Exactly as written, output each record given below.

[Data entries]
>>>>>

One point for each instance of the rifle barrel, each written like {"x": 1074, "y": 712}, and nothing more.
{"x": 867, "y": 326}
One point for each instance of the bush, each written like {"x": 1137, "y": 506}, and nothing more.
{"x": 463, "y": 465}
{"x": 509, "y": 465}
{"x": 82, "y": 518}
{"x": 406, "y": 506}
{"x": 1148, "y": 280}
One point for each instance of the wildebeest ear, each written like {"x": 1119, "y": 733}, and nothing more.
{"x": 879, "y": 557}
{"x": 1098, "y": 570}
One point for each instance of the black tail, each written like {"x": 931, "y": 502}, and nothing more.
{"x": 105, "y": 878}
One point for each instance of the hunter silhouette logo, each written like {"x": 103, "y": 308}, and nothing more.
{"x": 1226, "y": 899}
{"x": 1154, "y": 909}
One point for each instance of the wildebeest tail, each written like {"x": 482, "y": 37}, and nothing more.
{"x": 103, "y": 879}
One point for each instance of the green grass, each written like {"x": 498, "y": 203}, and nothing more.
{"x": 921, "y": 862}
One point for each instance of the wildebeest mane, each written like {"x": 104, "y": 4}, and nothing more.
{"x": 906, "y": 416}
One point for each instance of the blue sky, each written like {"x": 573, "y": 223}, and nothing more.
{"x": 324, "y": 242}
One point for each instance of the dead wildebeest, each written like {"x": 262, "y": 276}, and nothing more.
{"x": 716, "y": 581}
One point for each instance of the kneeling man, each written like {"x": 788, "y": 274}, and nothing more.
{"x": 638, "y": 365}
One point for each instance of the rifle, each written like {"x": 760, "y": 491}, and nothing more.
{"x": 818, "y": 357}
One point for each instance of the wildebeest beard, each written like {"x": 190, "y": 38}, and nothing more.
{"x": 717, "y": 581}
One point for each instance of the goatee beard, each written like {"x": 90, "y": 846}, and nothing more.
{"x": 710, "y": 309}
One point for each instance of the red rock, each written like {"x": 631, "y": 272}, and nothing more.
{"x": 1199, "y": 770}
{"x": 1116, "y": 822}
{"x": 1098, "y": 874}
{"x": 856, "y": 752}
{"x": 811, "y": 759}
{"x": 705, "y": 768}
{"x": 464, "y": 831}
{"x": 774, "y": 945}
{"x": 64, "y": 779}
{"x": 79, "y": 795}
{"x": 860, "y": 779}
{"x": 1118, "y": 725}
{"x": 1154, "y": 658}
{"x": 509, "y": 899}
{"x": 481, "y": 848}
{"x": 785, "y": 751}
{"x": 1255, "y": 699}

<<<<<

- **Output**:
One point for each instance of the rifle barrel, each written like {"x": 1074, "y": 712}, and nothing more.
{"x": 867, "y": 326}
One point for each instance of the bush, each written like {"x": 1137, "y": 506}, and nothing more.
{"x": 463, "y": 465}
{"x": 509, "y": 465}
{"x": 82, "y": 518}
{"x": 406, "y": 506}
{"x": 1148, "y": 280}
One point for each instance of the wildebeest ear, each written like {"x": 1119, "y": 733}, and nothing more.
{"x": 879, "y": 557}
{"x": 1098, "y": 570}
One point for each instance of the black tail, each written like {"x": 931, "y": 502}, and nothing more.
{"x": 105, "y": 878}
One point for each instance of the hunter silhouette logo, each written like {"x": 103, "y": 308}, and nothing more.
{"x": 1226, "y": 899}
{"x": 1154, "y": 909}
One point for each instance of the wildebeest tail, each written like {"x": 482, "y": 37}, and nothing more.
{"x": 103, "y": 879}
One point for each instance of the green grass, each written like {"x": 498, "y": 203}, and nothing more.
{"x": 921, "y": 862}
One point for each instance of the wildebeest mane, each written like {"x": 104, "y": 4}, and nothing more.
{"x": 906, "y": 416}
One point for each instance of the blue sky, each written like {"x": 573, "y": 223}, and nothing more.
{"x": 324, "y": 242}
One point for each instance of the dead wildebeest, each written like {"x": 262, "y": 276}, and nothing more.
{"x": 716, "y": 581}
One point for each instance of the kneeling man, each written like {"x": 788, "y": 274}, and nothing more.
{"x": 638, "y": 365}
One point for each instance of the rifle, each written like {"x": 760, "y": 491}, and nothing more.
{"x": 818, "y": 357}
One point for each instance of the wildebeest beard, each written like {"x": 190, "y": 38}, and nothing more.
{"x": 717, "y": 581}
One point for each instance of the goatee beard, each written like {"x": 90, "y": 846}, and nothing more.
{"x": 710, "y": 309}
One point for each instance of the red rock, each written like {"x": 631, "y": 272}, and nothing more.
{"x": 1199, "y": 770}
{"x": 1116, "y": 822}
{"x": 1098, "y": 874}
{"x": 856, "y": 752}
{"x": 811, "y": 759}
{"x": 705, "y": 768}
{"x": 464, "y": 831}
{"x": 774, "y": 945}
{"x": 64, "y": 779}
{"x": 79, "y": 795}
{"x": 860, "y": 779}
{"x": 1118, "y": 725}
{"x": 1154, "y": 658}
{"x": 509, "y": 899}
{"x": 481, "y": 848}
{"x": 785, "y": 751}
{"x": 1255, "y": 699}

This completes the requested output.